## Your objective
Arrange the lines below as a numbered list, leaving out any blank lines.

## Input rows
□ □ □

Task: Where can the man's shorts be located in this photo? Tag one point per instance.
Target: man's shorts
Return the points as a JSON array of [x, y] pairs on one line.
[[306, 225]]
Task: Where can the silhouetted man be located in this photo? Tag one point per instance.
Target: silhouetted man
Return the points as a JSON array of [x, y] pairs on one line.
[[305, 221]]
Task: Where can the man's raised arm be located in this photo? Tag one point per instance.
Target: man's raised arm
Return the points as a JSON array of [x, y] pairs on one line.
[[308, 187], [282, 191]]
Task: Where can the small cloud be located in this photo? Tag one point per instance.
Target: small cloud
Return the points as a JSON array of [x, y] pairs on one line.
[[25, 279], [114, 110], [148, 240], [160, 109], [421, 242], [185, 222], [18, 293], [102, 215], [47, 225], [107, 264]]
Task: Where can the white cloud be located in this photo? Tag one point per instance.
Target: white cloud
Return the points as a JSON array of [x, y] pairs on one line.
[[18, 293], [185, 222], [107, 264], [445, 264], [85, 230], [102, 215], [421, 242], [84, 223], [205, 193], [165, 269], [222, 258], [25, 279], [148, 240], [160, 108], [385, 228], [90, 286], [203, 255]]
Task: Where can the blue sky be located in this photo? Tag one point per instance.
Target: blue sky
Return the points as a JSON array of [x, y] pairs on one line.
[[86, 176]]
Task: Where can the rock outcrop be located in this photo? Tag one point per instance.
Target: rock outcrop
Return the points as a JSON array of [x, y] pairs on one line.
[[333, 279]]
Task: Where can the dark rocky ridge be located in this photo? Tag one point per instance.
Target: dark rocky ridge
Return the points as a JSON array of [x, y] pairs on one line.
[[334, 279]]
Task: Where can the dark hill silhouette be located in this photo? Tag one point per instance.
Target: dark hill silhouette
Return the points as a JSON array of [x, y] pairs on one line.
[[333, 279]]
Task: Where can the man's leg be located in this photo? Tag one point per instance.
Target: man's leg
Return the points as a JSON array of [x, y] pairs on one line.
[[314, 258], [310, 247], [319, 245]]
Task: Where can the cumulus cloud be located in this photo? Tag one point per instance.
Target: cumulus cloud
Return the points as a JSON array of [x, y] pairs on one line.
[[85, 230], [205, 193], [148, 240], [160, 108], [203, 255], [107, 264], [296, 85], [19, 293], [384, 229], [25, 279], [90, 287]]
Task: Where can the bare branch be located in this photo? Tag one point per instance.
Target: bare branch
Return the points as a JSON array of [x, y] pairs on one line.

□ □ □

## Finished answer
1. Task: Where can the man's shorts be located in this photo? Tag one point per instance.
2. Target: man's shorts
3. Return the points as a JSON array of [x, y] pairs on one line.
4. [[306, 225]]
5. Task: Where can the silhouetted man be located in this photo? Tag one point per instance.
6. Target: silhouetted man
7. Return the points as a JSON array of [x, y] pairs on one line.
8. [[305, 221]]
9. Task: Where can the man's raised arm be located in this photo? Tag one point per instance.
10. Target: man's raised arm
11. Return the points as a JSON array of [x, y] pairs on one line.
12. [[308, 187], [282, 191]]
13. Task: Where can the small cloud be located in this photo? Tag one point per instance.
14. Target: small cloud
15. Return the points as a JSON array of [x, y] pairs on one line.
16. [[25, 279], [114, 110], [148, 240], [160, 109], [421, 242], [185, 222], [18, 293], [102, 215], [47, 225], [107, 264]]
17. Task: Where can the white cloud be located in this photo? Tag one point per instance.
18. Target: white cloud
19. Return the points as a JSON array of [x, y] pairs on one line.
20. [[18, 293], [185, 222], [107, 264], [445, 264], [85, 230], [102, 215], [421, 242], [84, 223], [205, 193], [165, 269], [222, 258], [25, 279], [148, 240], [160, 108], [385, 228], [90, 286], [203, 255]]
21. Task: Where can the blue sky be located in this photo? Tag one point per instance.
22. Target: blue sky
23. Return the points as a JSON array of [x, y] pairs on one line.
24. [[86, 176]]
25. Task: Where can the rock outcrop be located in this photo? Tag one point per instance.
26. Target: rock outcrop
27. Return the points as a JSON array of [x, y] pairs on one line.
28. [[333, 279]]
29. Task: Where can the dark rocky ridge be located in this photo? Tag one point per instance.
30. Target: dark rocky ridge
31. Return the points as a JSON array of [x, y] pairs on one line.
32. [[334, 279]]
33. Task: Where can the dark hill silhouette be located in this photo? Tag one point per instance.
34. Target: dark hill silhouette
35. Return the points as a JSON array of [x, y] pairs on one line.
36. [[333, 279]]
37. Task: Where can the man's leg be located in this photo? Tag one point per instance.
38. Target: man's leg
39. Return the points as a JSON array of [x, y] pairs on one line.
40. [[314, 258], [310, 247], [319, 245]]
41. Task: Where can the cumulus cloud be located in this photo? Tag one point per instance.
42. Target: cumulus cloud
43. Return the points as a JSON array of [x, y] pairs on one line.
44. [[85, 230], [205, 193], [148, 240], [160, 108], [203, 255], [107, 264], [296, 85], [19, 293], [384, 229], [25, 279], [90, 287]]
45. Task: Where can the bare branch be located in this photo? Tag one point per instance.
46. Target: bare branch
47. Return the points as a JSON array of [x, y] pairs on one line.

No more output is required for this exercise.